**Work instruction 1:**
Using the study extract on influenza and SARS-CoV-2 co-infections, mark each statement yes or no and quote the words from the text that decide it: (a) Negative influenza results are reportable in California. (b) CalREDIE is used by 59 of California's 61 LHJs. (c) The study included data from Los Angeles and San Diego.
**Work instruction 2:**
Retype the part of the study extract on influenza and SARS-CoV-2 co-infections starting at "California laboratories and" and ending at "from those LHJs.".

##### Extract #####

Influenza and SARS-CoV-2 Co-Infections in California, USA, September 2020–April 2021

Kyle R. Rizzo; Cora Hoover; Seema Jain; Monica Sun; Jennifer F. Myers; Brooke Bregman; Deniz M. Dominguez; Allison Jacobsen; Garrett J. Jenkins; Tamara Hennessy-Burt; Erin L. Murray


Emerging Infectious Diseases. 2021;27(11):2923-2926. 

In This Article

The Study

California laboratories and medical providers must report all positive and nonpositive (i.e., negative, inconclusive, or invalid) SARS-CoV-2 laboratory results to their local health jurisdictions (LHJs).[2] For influenza, only positive results that can be submitted electronically by laboratories are reportable. Most data are reported directly to CDPH's web-based platform, California Reportable Diseases Information Exchange (CalREDIE). CalREDIE assigns electronic laboratory reports a unique identifier, personID, that can be used to link the same person across different disease reports. CalREDIE is used by 59 of California's 61 LHJs for disease tracking and reporting. Two LHJs, Los Angeles and San Diego, which represent one third of California's population, do not use CalREDIE directly; we excluded data from those LHJs.

##### Supplied information #####

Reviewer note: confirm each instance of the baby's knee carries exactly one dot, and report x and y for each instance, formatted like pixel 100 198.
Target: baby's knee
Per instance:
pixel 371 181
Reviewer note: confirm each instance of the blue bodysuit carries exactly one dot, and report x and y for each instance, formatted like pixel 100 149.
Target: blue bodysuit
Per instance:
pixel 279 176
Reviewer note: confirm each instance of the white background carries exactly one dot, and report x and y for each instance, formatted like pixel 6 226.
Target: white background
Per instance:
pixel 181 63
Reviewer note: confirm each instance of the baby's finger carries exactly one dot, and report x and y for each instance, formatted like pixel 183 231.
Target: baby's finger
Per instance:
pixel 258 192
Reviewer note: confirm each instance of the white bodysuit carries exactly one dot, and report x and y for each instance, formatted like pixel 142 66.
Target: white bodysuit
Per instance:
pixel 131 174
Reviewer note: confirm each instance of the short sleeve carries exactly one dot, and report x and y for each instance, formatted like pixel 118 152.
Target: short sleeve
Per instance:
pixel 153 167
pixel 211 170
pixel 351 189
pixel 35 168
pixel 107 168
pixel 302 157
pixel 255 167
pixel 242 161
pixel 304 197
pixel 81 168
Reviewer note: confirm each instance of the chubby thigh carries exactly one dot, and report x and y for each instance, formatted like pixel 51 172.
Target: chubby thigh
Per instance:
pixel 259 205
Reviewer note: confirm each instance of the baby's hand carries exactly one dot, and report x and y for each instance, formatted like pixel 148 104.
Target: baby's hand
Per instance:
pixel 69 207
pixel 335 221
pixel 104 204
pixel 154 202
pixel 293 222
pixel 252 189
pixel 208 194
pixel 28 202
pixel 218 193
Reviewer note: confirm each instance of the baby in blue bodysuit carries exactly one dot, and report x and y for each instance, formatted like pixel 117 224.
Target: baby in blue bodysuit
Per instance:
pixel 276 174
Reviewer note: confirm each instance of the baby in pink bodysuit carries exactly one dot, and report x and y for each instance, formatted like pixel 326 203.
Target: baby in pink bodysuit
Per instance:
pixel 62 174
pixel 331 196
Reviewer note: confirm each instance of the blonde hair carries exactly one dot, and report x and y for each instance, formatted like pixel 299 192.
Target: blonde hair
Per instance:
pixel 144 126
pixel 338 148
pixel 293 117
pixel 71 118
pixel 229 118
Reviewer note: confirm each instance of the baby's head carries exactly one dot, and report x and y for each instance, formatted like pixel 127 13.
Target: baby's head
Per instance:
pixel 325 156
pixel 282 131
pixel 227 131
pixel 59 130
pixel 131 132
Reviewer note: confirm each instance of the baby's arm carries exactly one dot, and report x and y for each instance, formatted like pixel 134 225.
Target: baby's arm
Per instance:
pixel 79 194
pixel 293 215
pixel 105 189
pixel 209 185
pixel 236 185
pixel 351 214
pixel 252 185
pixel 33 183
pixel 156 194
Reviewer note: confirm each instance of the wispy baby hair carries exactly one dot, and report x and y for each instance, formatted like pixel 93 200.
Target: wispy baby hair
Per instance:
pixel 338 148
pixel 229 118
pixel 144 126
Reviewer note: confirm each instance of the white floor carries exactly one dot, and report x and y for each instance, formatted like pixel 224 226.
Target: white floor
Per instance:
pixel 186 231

#####

**Exercise answer 1:**
(a) No: "For influenza, only positive results that can be submitted electronically by laboratories are reportable."
(b) Yes: "CalREDIE is used by 59 of California's 61 LHJs for disease tracking and reporting."
(c) No: "we excluded data from those LHJs."

**Exercise answer 2:**
California laboratories and medical providers must report all positive and nonpositive (i.e., negative, inconclusive, or invalid) SARS-CoV-2 laboratory results to their local health jurisdictions (LHJs).[2] For influenza, only positive results that can be submitted electronically by laboratories are reportable. Most data are reported directly to CDPH's web-based platform, California Reportable Diseases Information Exchange (CalREDIE). CalREDIE assigns electronic laboratory reports a unique identifier, personID, that can be used to link the same person across different disease reports. CalREDIE is used by 59 of California's 61 LHJs for disease tracking and reporting. Two LHJs, Los Angeles and San Diego, which represent one third of California's population, do not use CalREDIE directly; we excluded data from those LHJs.